Object detection data:
━━━━

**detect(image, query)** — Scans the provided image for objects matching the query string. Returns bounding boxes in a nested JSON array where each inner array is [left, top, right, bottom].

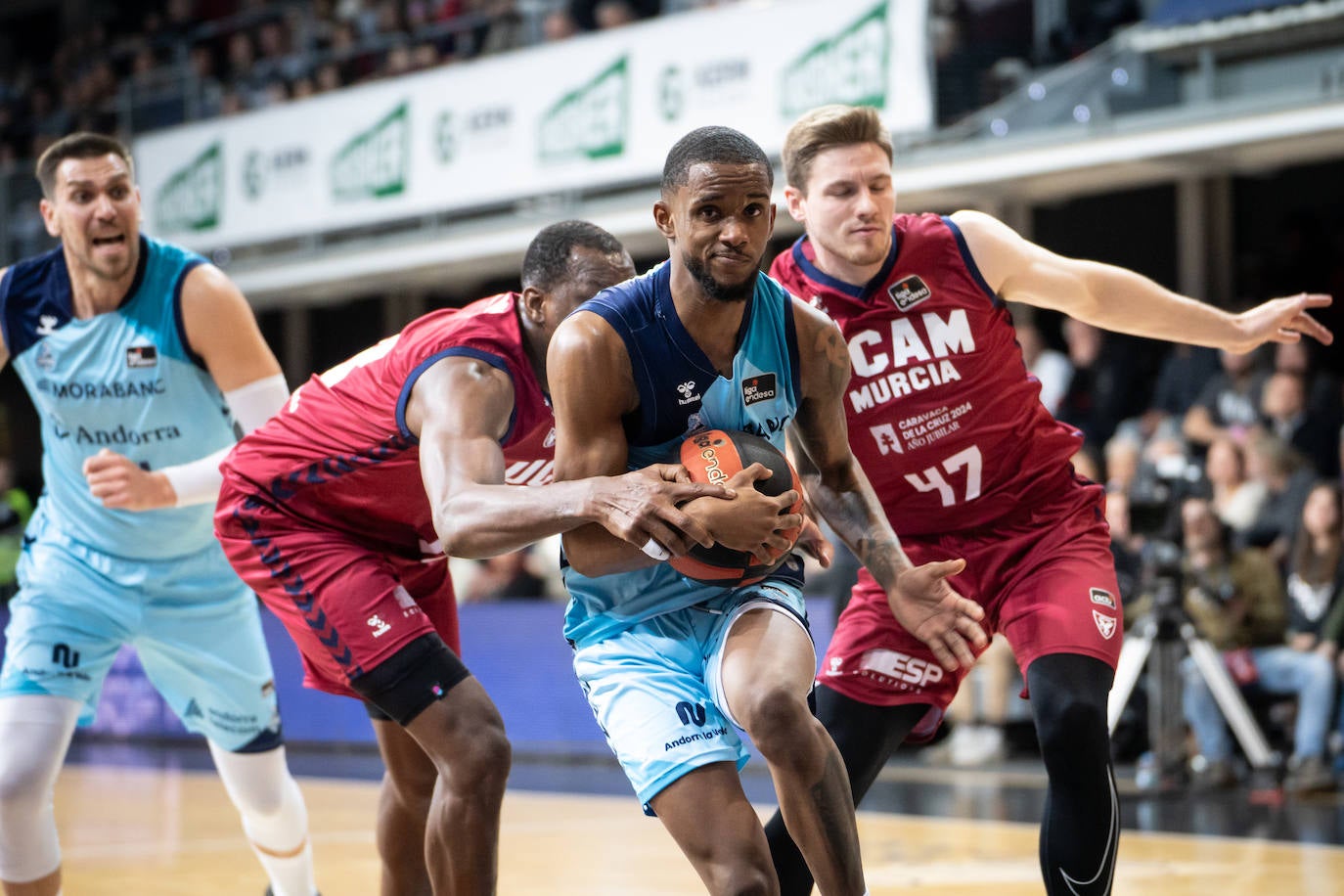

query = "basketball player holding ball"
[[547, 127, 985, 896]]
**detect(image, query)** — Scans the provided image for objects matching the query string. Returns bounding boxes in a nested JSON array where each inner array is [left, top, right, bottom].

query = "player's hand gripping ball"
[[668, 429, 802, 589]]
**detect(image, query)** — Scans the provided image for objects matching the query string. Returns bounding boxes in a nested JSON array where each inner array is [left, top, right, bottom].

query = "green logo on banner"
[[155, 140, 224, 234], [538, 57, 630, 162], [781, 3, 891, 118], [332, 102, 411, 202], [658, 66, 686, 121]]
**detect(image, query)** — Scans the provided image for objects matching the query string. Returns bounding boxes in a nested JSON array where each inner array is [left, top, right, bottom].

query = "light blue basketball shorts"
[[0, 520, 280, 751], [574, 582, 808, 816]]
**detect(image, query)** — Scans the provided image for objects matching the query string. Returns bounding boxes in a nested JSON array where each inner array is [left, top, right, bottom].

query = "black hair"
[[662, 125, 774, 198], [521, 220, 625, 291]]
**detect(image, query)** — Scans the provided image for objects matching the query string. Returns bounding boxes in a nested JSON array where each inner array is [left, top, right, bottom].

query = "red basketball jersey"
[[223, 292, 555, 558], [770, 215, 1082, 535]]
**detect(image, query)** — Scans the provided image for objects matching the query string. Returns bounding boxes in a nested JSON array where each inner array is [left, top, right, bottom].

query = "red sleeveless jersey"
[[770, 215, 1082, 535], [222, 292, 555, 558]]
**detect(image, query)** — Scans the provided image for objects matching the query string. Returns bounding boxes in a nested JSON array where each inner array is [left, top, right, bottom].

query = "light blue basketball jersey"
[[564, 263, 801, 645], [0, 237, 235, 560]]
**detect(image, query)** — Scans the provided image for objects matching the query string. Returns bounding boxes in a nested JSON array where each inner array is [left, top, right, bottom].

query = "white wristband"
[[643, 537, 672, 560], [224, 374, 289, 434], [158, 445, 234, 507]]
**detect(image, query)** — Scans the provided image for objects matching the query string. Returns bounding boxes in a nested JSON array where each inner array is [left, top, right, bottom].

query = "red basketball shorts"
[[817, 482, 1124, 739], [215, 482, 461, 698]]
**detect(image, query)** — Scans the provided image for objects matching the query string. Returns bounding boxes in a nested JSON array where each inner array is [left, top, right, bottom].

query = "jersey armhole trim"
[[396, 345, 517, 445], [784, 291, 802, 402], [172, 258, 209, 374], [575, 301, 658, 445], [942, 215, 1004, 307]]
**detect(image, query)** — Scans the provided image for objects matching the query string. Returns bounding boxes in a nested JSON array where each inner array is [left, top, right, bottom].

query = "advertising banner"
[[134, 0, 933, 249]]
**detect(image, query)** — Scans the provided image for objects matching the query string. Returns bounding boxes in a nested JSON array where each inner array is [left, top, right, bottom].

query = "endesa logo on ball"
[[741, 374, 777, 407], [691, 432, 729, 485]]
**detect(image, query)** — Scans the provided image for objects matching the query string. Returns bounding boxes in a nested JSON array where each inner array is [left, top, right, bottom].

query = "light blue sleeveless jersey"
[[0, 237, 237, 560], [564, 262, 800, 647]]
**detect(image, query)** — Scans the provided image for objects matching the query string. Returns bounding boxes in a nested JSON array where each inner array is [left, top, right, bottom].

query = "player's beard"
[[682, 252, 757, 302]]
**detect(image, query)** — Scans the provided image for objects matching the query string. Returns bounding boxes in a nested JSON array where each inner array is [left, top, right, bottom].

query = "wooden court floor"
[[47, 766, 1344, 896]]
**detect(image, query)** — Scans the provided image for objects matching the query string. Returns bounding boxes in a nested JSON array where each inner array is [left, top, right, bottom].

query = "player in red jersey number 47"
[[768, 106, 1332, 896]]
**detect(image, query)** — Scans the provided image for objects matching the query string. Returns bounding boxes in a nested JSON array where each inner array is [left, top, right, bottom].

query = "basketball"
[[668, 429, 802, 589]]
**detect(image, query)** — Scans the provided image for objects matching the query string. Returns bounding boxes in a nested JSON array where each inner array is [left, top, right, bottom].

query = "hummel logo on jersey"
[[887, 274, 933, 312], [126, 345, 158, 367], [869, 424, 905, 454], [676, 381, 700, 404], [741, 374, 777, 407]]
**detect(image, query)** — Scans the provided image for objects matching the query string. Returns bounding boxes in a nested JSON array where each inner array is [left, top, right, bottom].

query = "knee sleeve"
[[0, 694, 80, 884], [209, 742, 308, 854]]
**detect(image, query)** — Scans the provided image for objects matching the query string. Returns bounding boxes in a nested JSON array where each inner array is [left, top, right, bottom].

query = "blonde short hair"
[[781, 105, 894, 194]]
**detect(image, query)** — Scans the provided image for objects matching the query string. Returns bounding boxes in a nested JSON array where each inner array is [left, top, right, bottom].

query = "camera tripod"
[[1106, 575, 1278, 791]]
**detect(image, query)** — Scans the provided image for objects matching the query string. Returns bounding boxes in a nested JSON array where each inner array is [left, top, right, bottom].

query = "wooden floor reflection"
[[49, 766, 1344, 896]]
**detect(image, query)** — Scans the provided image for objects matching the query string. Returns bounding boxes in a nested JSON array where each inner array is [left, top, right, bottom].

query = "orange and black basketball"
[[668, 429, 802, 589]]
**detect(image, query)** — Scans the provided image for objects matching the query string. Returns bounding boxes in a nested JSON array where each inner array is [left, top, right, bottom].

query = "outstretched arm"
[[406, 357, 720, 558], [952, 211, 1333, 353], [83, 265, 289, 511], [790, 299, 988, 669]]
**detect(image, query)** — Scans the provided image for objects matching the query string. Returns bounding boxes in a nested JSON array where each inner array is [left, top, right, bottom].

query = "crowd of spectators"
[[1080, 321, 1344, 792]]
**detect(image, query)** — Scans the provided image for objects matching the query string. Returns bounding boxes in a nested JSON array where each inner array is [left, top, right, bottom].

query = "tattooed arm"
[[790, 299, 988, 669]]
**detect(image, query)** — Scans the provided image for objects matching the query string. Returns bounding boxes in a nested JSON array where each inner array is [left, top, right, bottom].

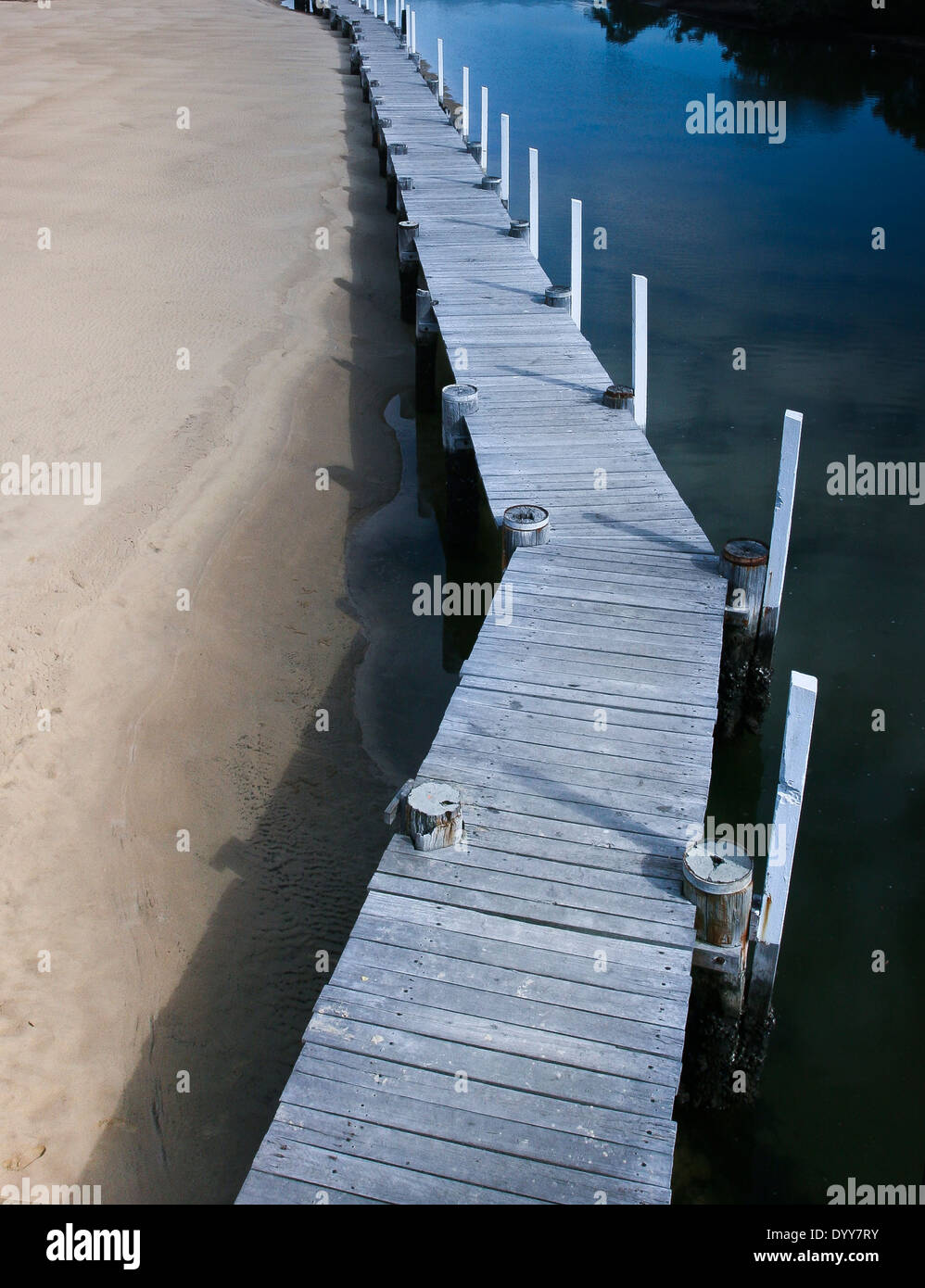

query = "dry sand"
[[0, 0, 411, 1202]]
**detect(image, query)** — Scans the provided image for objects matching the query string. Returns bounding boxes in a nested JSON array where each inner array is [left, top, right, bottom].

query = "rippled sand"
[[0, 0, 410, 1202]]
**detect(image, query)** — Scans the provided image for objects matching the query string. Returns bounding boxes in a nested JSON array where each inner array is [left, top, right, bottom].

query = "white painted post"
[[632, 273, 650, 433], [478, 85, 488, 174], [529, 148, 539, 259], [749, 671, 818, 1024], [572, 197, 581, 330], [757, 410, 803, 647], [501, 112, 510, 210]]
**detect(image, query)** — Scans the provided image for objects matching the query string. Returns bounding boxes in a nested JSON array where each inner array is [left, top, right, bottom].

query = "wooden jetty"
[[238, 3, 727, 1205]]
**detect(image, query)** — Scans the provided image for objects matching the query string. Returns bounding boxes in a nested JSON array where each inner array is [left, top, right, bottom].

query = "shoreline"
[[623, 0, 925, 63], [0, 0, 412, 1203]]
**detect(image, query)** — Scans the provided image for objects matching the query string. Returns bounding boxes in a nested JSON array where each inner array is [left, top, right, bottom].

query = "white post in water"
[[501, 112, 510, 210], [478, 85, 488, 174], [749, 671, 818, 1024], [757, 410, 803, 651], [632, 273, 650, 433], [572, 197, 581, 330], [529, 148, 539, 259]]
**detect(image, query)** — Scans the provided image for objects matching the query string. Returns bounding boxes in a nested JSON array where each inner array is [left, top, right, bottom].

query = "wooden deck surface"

━━━━

■ **STATED GOAL**
Recast every line of all the entries above as a numbered list, omitting blank lines and leaving the pictures out of your answer.

■ **RESULT FOR THIS TASK**
1. **detect(image, query)** — Scans the provided image for objects matching the query string. Returns bounding boxes in a nested JSON array where each inner array is [left, top, right, bottom].
2. query = "basketball player holding ball"
3. [[547, 127, 985, 896]]
4. **detect(image, query)** — Scans the provided image for objects matching the query string. Returns bounding boxes in a nested JSON array where each inner array is [left, top, right, bottom].
5. query = "player's hand gripping ball"
6. [[668, 429, 802, 589]]
7. **detect(image, query)** — Scans the provided image for objects matching the query string. Returns bounding boxes in a nested JSON array where each inner array is [left, top, right, bottom].
8. query = "green logo on banner"
9. [[155, 140, 224, 234], [538, 57, 630, 162], [781, 3, 891, 118], [332, 102, 411, 202], [658, 66, 686, 121]]
10. **detect(image, query)** — Scans the provided image for objects matching the query string. Returns bounding boxes in a nested JSON array where each inner array is [left, top, right, bottom].
11. query = "light blue basketball shorts"
12. [[0, 520, 280, 751], [574, 582, 808, 816]]
13. **detect(image, query)** — Scans the provided image for objects matching the query string. Returns bounding boxes in a nested JSON array where each inner array is [left, top, right, bottom].
14. query = "black hair"
15. [[662, 125, 774, 198], [521, 220, 625, 291]]
16. **detect(image, query)** — Scans the provided image for objects matching the query string. Returns bounding boxes in a nested JSON array where each inner array is [left, top, right, bottom].
17. query = "red basketball jersey"
18. [[223, 292, 555, 558], [770, 215, 1082, 535]]
19. **detect(image, query)** — Scans the provided image for objects matching the query string. Returns bounding boxes in a nested JSON array where each inner array is [left, top, right, bottom].
20. query = "red sleeveless jersey"
21. [[770, 215, 1082, 535], [222, 292, 555, 558]]
22. **detect(image, query)** — Scans the provided image for objects matching the query string. Returns bounding boxes in a nested JSON array where each inner array is [left, top, right, bottom].
23. query = "light blue basketball jersey"
24. [[564, 263, 801, 645], [0, 237, 235, 560]]
25. **detect(image, query)** — Scans the provided image for objects matching the query string. Returns bounding boxes in a nested JSON array where each inner array is [left, top, right, bottom].
26. query = "white wristband"
27. [[643, 537, 672, 560], [224, 374, 289, 434], [158, 445, 234, 507]]
28. **detect(image, query)** — Scans the provided image for objects matching the query string. Returns bounding boxes in a nested JSON array where each inner array is [left, top, right, bottom].
29. query = "red basketball shorts"
30. [[817, 482, 1124, 739], [215, 482, 461, 698]]
31. **detect(image, query)** — Scans the provided image for objects matching the query string. Returns bounding boxes in a nested JSON array where each inner array is [left, top, right, bottom].
32. query = "jersey armhole trim"
33. [[396, 345, 517, 445], [784, 291, 802, 402], [172, 258, 209, 374], [575, 301, 658, 445], [942, 215, 1004, 307]]
34. **detect(image, query)** — Scans the provided image for objects matching the query string. Returns bounding boxes in a nested JSON array where each inner array is [left, top, right, bottom].
35. query = "advertising banner"
36. [[134, 0, 933, 249]]
37. **detect(image, query)** — Scans the provided image for objects matching the query string. Returns bounding boxes in a nested JSON array where each inner array is [left, top, right, bottom].
38. query = "endesa logo on ball"
39. [[741, 374, 777, 407], [691, 432, 729, 485]]
40. **detect(image, query)** — Scans the provided image for objects matching the query string. Returns bounding boxes in a nested JSON array where each inner array is [left, top, right, bottom].
41. query = "light blue sleeveless jersey"
42. [[0, 237, 237, 560], [564, 262, 800, 647]]
43. **detect(image, query)** — Scans the provided image for objects matching the query string. Returns bounding boxes in a nested JSON array where each inner array is [left, top, right, bottom].
44. query = "player's beard"
45. [[682, 252, 757, 302]]
46. **detect(image, query)** — Scans the provided image for objects matching the query string. Returns bounding boxes in a nested JSON array where each inner array is [left, top, right, bottom].
47. query = "wooden court floor"
48. [[47, 766, 1344, 896]]
49. **detect(image, query)** — Scans the provided image for objects matching the query string. Returns bounding boxes in a nested JSON array where each inner array is [left, top, right, bottom].
50. query = "player in red jersey number 47"
51. [[768, 106, 1332, 896]]
52. **detect(image, query)** — Scans the provided image for objects matching the query string. Returns bounding boxes in a nested JSON array where each inner array is [left, top, right, bottom].
53. query = "basketball"
54. [[668, 429, 802, 589]]
55. **detect(image, query)** — Scans the provided image for objects matching the query string. Returns bounding boxes in a nested JSON array where each inner array is [left, top, right, bottom].
56. query = "hummel logo on jersey"
57. [[887, 274, 933, 312], [126, 345, 158, 367], [869, 424, 905, 454], [676, 381, 700, 404], [741, 374, 777, 407]]
58. **detect(image, query)** — Scans the provided image for objects matching the query string. Returns bounding boxes in a nested JSON array where each inner array is [left, top, right, bottom].
59. query = "knee sleeve"
60. [[0, 694, 80, 884], [209, 742, 308, 854]]
61. **detect(image, query)** — Scans the provided image for objects matching the query string. Returns bounding boxes in a nested JSON array where each inner array is [left, top, right, bottom].
62. query = "blonde short hair"
63. [[781, 105, 894, 194]]
64. **detect(image, query)** — Scans the provided image for objects matching the query string. Returns bounding boxes in a nested JSON array where each inner array is [left, top, right, bottom].
65. query = "camera tripod"
66. [[1106, 575, 1278, 791]]
67. **detect(image, query)** — Scans the provided image for objects matching the query string. Returns bounding boxes in a nested JSON array where each inner array is [left, top, right, bottom].
68. query = "wooden floor reflection"
69. [[49, 766, 1344, 896]]
70. **detect(image, query)** — Scans the provided image for objects matching the query string. Returns bounding boxes in a nested JSON array where each inner array is [left, top, right, bottom].
71. query = "orange and black basketball"
72. [[668, 429, 802, 589]]
73. **detect(image, query)** — Scans the provided image for objects matching the query string. Returns bounding boxes in a nested JSON array where each inner array is [left, top, right, bottom].
74. query = "outstretched arm"
75. [[406, 357, 720, 558], [952, 211, 1333, 353], [83, 265, 289, 511], [790, 299, 988, 669]]
76. **detect(image, query)** — Scans the provided image for objects matching the query string. Returns bounding boxes in a nested JSON array where each inner array is [left, top, right, bottom].
77. query = "crowd of spectators"
78. [[1080, 321, 1344, 792]]
79. **detect(image, query)** — Scans the provided image for objects matching the query string. Returns bounding boxes in a nested JSON array where each inner array is [left, top, right, bottom].
80. query = "tattooed arm"
81. [[790, 299, 988, 669]]
82. **detect(image, query)** — Scans the provided image for objects matching the query string. Returns bounding boxes in a nested JSON array where each inner array is [left, top, right, bottom].
83. query = "dry sand"
84. [[0, 0, 411, 1202]]
85. **detect(image, query)** — Scans the provided image for objects matching the query string. Returns bounding boxes in a nested JSON array where each inner array is [left, top, right, bottom].
86. query = "rippled sand"
87. [[0, 0, 410, 1202]]
88. **detect(image, query)** — Scans the provided image for objects matching the query string. Returns bounding boxes in a nested JSON array where each inner array is [left, top, right, bottom].
89. query = "white painted post"
90. [[632, 273, 650, 433], [478, 85, 488, 174], [529, 148, 539, 259], [749, 671, 818, 1024], [572, 197, 581, 330], [757, 410, 803, 647], [501, 112, 510, 210]]
91. **detect(image, query)** — Scans the provided image for objects matching the query string. Returns bounding boxes in a nested JSON array where each inner array is [left, top, right, bottom].
92. query = "wooden jetty"
93. [[238, 3, 727, 1205]]
94. **detect(image, query)** — Scans the provided image for objects matching the query string. Returns bounding boxes in a nested JSON array where each inner array is [left, top, right, bottom].
95. query = "shoreline"
96. [[623, 0, 925, 63], [0, 0, 412, 1203]]
97. **detect(image, query)** — Scans the provided image for objects matching the query string. Returns bounding boxes in a nested JSON array where each inner array is [left, top, right, bottom].
98. query = "white post in water"
99. [[501, 112, 510, 210], [478, 85, 488, 174], [749, 671, 818, 1024], [757, 410, 803, 651], [632, 273, 650, 433], [572, 197, 581, 330], [529, 148, 539, 259]]
100. **detect(image, query)** — Scans the provided image for objects matching the query string. Returns bounding boxes in a nested JSON array where each inner array is [left, top, right, bottom].
101. query = "wooden deck surface"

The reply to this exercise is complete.